Start of SOURCE DATA

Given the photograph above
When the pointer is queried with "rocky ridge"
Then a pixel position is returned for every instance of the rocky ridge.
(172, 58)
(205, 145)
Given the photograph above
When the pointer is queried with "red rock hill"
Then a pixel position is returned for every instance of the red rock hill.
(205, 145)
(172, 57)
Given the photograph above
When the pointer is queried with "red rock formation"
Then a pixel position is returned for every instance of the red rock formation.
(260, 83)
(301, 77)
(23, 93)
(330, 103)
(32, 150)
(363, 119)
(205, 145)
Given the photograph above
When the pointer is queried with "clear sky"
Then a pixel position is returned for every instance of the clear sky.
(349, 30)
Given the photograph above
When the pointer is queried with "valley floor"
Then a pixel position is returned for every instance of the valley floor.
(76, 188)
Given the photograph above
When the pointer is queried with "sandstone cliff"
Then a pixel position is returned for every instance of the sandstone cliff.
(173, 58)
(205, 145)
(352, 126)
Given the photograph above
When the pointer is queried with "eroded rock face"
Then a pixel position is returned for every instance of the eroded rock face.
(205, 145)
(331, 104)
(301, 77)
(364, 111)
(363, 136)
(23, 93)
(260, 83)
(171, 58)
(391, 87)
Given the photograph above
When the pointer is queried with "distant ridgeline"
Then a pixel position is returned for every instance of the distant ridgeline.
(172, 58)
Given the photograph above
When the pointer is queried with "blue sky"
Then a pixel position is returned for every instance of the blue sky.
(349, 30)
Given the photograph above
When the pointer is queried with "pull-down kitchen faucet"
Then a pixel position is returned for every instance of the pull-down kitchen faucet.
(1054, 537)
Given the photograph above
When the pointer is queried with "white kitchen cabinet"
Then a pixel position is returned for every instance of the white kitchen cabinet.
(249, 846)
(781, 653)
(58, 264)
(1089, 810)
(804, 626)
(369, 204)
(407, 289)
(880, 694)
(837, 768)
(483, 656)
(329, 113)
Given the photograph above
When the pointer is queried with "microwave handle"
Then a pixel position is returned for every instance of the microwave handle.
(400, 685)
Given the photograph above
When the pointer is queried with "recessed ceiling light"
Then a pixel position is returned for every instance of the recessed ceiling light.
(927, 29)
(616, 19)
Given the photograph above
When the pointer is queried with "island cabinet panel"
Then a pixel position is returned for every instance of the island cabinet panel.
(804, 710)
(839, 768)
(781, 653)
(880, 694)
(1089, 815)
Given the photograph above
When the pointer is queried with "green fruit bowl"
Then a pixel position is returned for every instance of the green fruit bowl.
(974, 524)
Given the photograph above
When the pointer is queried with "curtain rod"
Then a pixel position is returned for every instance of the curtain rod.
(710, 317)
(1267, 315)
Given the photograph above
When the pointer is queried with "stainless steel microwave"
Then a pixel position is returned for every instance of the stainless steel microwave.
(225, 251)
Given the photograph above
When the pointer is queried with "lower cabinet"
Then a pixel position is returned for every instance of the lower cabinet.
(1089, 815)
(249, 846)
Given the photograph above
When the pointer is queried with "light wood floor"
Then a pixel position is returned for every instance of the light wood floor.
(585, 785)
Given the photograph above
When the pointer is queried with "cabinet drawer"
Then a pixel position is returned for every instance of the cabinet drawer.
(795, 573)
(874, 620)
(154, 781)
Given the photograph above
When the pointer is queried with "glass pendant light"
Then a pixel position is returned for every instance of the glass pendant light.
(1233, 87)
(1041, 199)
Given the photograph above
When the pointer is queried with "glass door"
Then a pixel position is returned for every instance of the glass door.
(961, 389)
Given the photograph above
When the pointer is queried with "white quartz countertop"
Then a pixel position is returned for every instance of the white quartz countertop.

End of SOURCE DATA

§ **WHAT NEEDS TO BE DONE**: In full and without alteration, write out the data above.

§ **RESPONSE AREA**:
Given the photograph above
When the pointer is queried with "rocky ridge"
Then a pixel position is returned for every instance of the rocky ridge.
(172, 58)
(205, 145)
Given the photograph above
When the pointer is queried with "red rock hill"
Then a pixel position is returned for every instance of the red rock hill.
(205, 145)
(172, 57)
Given the photograph above
When the pointer is queried with "red rock formation"
Then a pixel position is returned for every instance of the red rock formation.
(260, 83)
(301, 77)
(23, 93)
(330, 103)
(32, 150)
(363, 119)
(205, 145)
Given the photograph above
When the pointer is queried with "clear sky"
Then a pixel position is returned for every instance of the clear sky.
(349, 30)
Given the photograph above
When the pointer is queried with "valley floor"
Then a pixel position is returned for every instance of the valley floor.
(76, 188)
Given the photograph above
When the pointer is queried with "sandstone cliff"
Then a pixel position is returned for every instance of the sandstone cliff.
(173, 58)
(205, 145)
(352, 126)
Given the photograph above
When the pointer is queried with "eroded rock face"
Then a pixel position is returned for every instance of the eroded rock face.
(205, 145)
(331, 104)
(301, 77)
(364, 111)
(363, 136)
(23, 93)
(260, 83)
(171, 58)
(391, 87)
Given the photograph above
When the pointer is queried with "distant ridgeline"
Then a pixel position is returned for every instance of the distant ridgeline.
(172, 58)
Given the photograph above
When the pointer is queried with "blue sky"
Then a pixel position is returned for every instance of the blue sky.
(349, 30)
Given the photograph above
When the pointer is queried with "pull-down kitchen faucet"
Then a pixel position is returned for every instance of the pull-down kitchen faucet.
(1054, 537)
Given the photograph above
When the pointer is queried with "white kitchen cabinet"
Then a pixel position is returned for every instance of the white kitchen cabinet.
(249, 846)
(781, 653)
(58, 264)
(1089, 810)
(804, 626)
(369, 204)
(407, 289)
(880, 694)
(837, 768)
(483, 656)
(329, 113)
Given the photograph above
When the pointer is queried with "microwave handle"
Then a pixel position is returned for every instance of the microwave handle.
(400, 685)
Given the photograph above
When the pointer is queried with "recessed ceiling light"
Then a pixel position is returned for every instance of the recessed ceiling light.
(927, 29)
(616, 19)
Given the photograph above
When the pointer is queried with "island cabinet panel"
Then a pixel position is returned for every instance of the island cabinet panel.
(804, 710)
(839, 768)
(781, 653)
(880, 694)
(1089, 815)
Given the photograph above
When the pointer is queried with "green fruit bowl"
Then a pixel position is returned for every instance of the green fruit bowl.
(974, 524)
Given the photograph above
When the pointer is queried with "curtain rod"
Then a pixel position is returned for every instance of the curtain rod.
(710, 317)
(1267, 315)
Given the photograph above
When the pointer is queried with "stainless steel microwave"
Then a pixel position is returned for every instance of the stainless steel microwave.
(225, 251)
Given the photograph above
When the pointer is queried with "lower cabinet"
Then a pixel position is returned for every instance of the lower cabinet.
(1089, 815)
(249, 846)
Given the photograph above
When the pointer is queried with "light wood floor"
Then a pixel position is returned for every instance of the light wood floor.
(585, 785)
Given the photograph above
When the pointer is queried with "cabinet drawer"
Then a pixel position is returned for every instance of the cabinet drawer.
(795, 573)
(874, 620)
(154, 781)
Given the photograph above
When the pointer is queried with "glass pendant light"
Then a pixel position is returned for every instance of the glass pendant light.
(1233, 87)
(1041, 199)
Given the photograph above
When the pointer is queried with "glass door"
Then a pixel position is returned for every instance of the glass door.
(961, 389)
Given the photograph above
When the pointer is queried with "white quartz countertop"
Then a pixel position is returned for every instance of the white quartz countertop.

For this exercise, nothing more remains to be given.